Objectif A:
Dans le passage sur l'Ukraine, que signifie le mot « vertep » en slave ancien ?
==== Passage fourni ====
L’Ukraine (en ukrainien : Україна, en lettres latines, Ukrayina ou Ukraina) est située en Europe de l’est et jouxte la Russie, la Biélorussie, la Pologne, la Slovaquie, la Hongrie, la Roumanie et la Moldavie. La région couverte par l’Ukraine moderne a une histoire très ancienne ; c’était la clé de voute de la culture slave orientale durant le Moyen ge. C’est la religion orthodoxe orientale qui est dominante et exerce une profonde influence sur la musique ukrainienne, les arts et l’architecture.
Les traditions du théâtre de marionnettes ukrainien ont leurs racines dans les liturgies slaves, les rites païens et les jeux qui employaient divers masques et poupées. Entre le XVIe et le XVIIIe siècle, le vertep (« grotte » en slave ancien) ou jeu de la Nativité devint très populaire. La construction de la crèche et le déroulement dramatique sont identiques à ceux de la szopka polonaise (voir Pologne) ou de la batleïka biélorusse (voir Biélorussie), à quelques particularités près. Il s’agissait d’une caisse en forme de maisonnette dont le toit était surmonté d’une croix. Sous celle-ci, on plaçait, avant le début du spectacle, une bougie allumée derrière une fenêtre en forme d’étoile. Le côté ouvert face au public présentait deux niveaux dans lesquels une rainure permettait la manipulation des petites marionnettes fixées à des tringles ou à des poignées. Les marionnettes étaient habituellement en bois et n’étaient capables que de mouvements très sommaires.
====
Objectif B:
Redimensionnez les entrées en réécrivant uniquement les lignes qui vont de leur début jusqu'à la ligne contenant "point(228, 343)", celle-ci comprise, consignes incluses. Multipliez par 1,4 les coordonnées de chaque point de réponse, arrondies à l'entier le plus proche (les demis vers le haut), et laissez inchangés les points donnés en modèle dans les consignes.
==== Liste des entrées ====
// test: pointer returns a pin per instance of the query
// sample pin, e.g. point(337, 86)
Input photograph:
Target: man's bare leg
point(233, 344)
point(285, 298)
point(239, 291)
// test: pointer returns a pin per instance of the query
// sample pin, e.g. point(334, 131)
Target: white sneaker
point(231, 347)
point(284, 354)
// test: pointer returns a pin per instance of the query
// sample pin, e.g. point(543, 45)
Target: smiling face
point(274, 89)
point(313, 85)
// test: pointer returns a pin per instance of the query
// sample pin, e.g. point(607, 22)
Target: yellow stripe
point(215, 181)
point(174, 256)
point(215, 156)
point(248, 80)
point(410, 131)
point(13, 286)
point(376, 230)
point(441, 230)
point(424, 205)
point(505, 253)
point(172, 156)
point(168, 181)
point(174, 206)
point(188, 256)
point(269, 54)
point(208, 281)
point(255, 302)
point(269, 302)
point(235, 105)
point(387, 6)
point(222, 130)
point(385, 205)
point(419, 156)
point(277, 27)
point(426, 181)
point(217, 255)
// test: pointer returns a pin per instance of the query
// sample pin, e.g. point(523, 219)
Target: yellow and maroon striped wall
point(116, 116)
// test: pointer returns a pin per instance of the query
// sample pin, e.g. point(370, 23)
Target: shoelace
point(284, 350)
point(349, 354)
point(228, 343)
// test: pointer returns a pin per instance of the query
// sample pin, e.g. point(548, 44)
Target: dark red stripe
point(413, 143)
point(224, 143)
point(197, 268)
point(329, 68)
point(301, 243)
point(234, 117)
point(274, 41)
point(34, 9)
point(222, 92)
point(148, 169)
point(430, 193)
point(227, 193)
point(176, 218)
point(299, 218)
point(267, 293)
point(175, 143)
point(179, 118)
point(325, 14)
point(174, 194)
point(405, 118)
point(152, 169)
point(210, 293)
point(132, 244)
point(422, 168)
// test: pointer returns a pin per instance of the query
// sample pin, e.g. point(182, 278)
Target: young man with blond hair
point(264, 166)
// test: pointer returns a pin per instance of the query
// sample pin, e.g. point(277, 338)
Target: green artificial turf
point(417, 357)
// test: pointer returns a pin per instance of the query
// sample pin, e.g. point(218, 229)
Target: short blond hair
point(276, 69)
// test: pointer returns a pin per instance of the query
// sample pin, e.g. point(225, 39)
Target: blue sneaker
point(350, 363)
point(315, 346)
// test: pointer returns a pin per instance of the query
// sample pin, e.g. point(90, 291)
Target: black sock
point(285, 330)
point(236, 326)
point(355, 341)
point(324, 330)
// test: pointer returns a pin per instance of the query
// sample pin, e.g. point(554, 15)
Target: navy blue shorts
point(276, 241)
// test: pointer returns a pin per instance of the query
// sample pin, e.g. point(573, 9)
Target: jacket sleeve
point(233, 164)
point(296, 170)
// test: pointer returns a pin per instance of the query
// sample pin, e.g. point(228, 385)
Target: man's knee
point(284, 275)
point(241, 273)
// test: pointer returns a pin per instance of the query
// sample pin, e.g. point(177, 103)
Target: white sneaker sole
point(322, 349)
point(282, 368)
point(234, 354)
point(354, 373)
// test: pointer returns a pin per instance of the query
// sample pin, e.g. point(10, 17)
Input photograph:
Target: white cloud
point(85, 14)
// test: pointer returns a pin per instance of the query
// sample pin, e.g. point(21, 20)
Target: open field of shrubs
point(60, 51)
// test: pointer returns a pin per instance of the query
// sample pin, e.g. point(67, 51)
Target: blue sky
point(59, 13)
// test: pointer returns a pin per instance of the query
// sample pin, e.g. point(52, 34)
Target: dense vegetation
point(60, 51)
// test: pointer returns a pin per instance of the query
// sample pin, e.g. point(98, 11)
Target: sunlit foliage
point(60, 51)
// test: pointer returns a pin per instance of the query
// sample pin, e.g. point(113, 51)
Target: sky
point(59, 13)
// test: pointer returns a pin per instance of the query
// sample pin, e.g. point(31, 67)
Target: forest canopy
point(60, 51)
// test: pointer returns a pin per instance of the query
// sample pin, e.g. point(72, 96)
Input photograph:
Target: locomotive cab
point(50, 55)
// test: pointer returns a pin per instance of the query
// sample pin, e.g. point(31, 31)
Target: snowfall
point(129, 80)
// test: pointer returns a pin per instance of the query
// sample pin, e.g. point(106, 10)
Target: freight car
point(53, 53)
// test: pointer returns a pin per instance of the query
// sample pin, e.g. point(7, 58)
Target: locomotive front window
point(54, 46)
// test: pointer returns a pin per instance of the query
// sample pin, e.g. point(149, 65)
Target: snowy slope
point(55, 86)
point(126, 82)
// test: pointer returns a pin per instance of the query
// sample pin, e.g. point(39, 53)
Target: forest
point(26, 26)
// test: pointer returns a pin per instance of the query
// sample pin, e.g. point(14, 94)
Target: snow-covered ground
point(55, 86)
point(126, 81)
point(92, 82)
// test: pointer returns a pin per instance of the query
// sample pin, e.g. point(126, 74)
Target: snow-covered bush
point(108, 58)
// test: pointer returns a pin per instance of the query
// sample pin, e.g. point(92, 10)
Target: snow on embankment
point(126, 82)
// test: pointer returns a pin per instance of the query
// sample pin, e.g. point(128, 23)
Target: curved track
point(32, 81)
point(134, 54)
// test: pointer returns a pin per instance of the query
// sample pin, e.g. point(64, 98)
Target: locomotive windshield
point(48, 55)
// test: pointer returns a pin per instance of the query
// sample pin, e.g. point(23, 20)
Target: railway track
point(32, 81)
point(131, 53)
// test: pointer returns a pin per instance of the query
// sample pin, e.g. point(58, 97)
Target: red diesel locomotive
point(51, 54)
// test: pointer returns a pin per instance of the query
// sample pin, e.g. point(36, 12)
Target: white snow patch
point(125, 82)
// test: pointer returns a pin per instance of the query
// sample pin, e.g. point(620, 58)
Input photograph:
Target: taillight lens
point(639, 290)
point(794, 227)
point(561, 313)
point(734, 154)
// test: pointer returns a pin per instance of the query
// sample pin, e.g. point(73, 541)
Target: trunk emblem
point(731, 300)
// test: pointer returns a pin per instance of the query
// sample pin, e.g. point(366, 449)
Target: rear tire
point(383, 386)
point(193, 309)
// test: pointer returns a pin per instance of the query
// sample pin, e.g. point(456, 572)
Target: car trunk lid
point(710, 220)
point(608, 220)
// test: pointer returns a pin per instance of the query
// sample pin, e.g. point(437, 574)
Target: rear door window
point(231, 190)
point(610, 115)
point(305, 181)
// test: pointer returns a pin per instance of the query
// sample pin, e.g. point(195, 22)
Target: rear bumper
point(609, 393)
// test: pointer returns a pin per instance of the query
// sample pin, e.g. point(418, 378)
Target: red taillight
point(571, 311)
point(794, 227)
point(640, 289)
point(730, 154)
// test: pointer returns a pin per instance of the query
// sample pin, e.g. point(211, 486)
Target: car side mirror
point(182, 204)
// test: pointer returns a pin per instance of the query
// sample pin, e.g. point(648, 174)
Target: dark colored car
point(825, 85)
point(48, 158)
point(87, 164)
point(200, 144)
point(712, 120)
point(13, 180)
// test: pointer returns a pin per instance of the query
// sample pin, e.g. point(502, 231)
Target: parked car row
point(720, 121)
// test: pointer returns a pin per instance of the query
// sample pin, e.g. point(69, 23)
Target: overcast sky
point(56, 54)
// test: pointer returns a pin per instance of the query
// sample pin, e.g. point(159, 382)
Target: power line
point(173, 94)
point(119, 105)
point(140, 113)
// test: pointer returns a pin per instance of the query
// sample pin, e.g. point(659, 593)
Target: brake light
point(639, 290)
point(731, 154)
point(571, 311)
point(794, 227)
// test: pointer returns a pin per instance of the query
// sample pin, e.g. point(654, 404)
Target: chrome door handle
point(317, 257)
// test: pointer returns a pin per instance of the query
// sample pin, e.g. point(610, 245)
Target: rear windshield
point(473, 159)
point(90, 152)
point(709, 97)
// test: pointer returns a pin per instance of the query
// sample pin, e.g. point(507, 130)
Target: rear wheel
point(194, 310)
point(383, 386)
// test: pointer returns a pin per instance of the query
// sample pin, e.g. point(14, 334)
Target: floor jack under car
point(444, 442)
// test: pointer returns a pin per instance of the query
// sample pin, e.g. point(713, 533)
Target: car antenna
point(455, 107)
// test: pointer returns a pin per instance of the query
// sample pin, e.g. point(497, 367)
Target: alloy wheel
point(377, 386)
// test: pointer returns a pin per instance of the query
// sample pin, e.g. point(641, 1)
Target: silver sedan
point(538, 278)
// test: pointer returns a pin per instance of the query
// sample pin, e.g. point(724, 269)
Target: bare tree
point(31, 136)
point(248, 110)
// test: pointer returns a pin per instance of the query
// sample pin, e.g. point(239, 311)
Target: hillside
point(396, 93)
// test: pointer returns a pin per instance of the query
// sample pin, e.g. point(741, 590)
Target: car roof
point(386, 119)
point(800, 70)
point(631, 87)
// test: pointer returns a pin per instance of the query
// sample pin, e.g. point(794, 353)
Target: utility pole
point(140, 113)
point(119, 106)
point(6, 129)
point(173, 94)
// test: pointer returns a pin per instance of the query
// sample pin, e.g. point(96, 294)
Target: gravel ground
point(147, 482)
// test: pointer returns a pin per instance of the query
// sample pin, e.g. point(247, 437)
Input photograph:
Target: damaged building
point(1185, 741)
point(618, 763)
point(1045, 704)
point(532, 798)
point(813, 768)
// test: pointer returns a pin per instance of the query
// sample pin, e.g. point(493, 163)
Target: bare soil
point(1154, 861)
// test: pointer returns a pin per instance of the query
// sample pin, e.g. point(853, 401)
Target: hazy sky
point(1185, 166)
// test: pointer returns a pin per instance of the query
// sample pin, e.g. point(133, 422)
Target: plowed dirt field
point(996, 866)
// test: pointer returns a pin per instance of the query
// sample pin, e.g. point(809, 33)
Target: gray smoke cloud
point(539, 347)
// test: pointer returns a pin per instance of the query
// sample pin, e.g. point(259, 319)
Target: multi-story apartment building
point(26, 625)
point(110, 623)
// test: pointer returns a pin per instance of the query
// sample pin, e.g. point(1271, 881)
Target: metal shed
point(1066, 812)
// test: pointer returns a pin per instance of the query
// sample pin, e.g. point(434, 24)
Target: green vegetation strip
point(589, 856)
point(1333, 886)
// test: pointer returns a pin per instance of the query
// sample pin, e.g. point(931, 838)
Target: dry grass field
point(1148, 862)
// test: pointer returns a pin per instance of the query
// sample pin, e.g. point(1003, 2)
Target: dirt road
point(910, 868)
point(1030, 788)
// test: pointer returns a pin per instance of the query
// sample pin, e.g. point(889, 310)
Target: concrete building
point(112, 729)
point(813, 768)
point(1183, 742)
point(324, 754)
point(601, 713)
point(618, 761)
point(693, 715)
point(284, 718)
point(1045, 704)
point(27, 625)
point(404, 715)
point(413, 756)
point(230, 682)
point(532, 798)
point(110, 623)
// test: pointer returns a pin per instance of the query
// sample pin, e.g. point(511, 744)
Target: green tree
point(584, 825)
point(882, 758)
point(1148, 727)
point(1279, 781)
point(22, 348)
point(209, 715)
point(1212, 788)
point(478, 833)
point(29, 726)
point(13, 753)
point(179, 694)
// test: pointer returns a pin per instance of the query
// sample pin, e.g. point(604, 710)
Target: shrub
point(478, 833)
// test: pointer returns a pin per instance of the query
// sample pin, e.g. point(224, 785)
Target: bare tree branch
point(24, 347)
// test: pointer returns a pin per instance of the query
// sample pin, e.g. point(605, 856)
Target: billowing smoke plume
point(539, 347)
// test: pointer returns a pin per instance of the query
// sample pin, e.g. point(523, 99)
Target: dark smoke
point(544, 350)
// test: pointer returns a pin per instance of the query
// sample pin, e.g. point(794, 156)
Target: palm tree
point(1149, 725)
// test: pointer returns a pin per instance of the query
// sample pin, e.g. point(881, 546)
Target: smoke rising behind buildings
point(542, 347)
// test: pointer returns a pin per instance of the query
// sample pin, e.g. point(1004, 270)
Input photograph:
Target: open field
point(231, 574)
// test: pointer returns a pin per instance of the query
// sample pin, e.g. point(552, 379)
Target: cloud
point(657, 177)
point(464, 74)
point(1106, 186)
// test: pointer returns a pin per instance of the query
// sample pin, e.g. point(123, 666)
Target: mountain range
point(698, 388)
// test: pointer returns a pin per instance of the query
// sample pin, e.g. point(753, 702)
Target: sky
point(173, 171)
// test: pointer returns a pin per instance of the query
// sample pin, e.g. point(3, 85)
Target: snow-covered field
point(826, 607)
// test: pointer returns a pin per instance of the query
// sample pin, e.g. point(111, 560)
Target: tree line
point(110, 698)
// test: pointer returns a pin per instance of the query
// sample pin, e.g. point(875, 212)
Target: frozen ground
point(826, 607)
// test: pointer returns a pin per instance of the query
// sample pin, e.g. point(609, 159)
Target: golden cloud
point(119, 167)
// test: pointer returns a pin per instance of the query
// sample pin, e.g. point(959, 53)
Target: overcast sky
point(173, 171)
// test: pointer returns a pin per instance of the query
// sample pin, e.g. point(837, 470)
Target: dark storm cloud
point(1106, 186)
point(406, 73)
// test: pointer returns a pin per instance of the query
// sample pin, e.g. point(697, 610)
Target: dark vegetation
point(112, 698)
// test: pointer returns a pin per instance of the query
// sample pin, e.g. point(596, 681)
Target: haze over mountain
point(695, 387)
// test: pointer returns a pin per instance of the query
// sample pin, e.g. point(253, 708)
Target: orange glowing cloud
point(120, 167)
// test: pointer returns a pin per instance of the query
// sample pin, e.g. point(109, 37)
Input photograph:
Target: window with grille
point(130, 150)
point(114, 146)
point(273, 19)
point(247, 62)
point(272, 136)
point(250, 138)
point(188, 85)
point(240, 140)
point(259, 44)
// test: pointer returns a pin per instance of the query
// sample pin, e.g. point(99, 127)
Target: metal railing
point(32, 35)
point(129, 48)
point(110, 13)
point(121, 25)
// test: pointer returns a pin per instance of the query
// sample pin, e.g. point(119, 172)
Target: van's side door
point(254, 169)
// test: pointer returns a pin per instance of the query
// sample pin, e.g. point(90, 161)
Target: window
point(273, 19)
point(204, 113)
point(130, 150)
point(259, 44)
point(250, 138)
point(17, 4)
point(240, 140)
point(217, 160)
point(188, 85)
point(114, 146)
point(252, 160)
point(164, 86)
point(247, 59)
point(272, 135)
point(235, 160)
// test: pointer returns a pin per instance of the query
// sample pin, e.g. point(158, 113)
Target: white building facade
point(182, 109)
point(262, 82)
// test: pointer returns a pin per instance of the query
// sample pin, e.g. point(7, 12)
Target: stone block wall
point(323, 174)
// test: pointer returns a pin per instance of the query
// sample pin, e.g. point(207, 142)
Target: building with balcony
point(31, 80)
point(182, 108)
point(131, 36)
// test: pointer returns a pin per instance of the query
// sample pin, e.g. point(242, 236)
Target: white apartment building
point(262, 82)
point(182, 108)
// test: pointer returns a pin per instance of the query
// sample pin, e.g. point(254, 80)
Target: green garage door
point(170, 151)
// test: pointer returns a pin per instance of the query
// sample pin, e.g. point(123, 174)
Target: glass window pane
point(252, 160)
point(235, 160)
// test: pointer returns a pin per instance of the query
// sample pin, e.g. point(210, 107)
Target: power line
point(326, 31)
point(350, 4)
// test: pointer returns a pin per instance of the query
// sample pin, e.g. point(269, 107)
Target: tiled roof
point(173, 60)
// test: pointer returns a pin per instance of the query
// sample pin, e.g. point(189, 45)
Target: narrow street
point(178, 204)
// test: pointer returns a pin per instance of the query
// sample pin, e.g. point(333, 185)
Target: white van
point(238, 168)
====
Réponse complète A:
« Grotte ».

Réponse complète B:
// test: pointer returns a pin per instance of the query
// sample pin, e.g. point(337, 86)
Input photograph:
Target: man's bare leg
point(326, 482)
point(399, 417)
point(335, 407)
// test: pointer returns a pin per instance of the query
// sample pin, e.g. point(334, 131)
Target: white sneaker
point(323, 486)
point(398, 496)
// test: pointer returns a pin per instance of the query
// sample pin, e.g. point(543, 45)
Target: smiling face
point(384, 125)
point(438, 119)
// test: pointer returns a pin per instance of the query
// sample pin, e.g. point(607, 22)
Target: yellow stripe
point(301, 253)
point(244, 358)
point(301, 218)
point(347, 112)
point(574, 183)
point(18, 400)
point(526, 322)
point(617, 322)
point(594, 287)
point(707, 354)
point(241, 218)
point(235, 253)
point(244, 288)
point(263, 358)
point(377, 76)
point(291, 393)
point(357, 423)
point(377, 423)
point(329, 147)
point(542, 8)
point(311, 182)
point(539, 287)
point(587, 218)
point(388, 38)
point(596, 253)
point(304, 357)
// test: pointer returns a pin per instance of the query
// sample pin, e.g. point(523, 219)
Target: yellow and maroon striped wall
point(162, 162)
// test: pointer returns a pin per instance of the query
// sample pin, e.g. point(370, 23)
Target: shoelace
point(398, 490)
point(489, 496)
point(319, 480)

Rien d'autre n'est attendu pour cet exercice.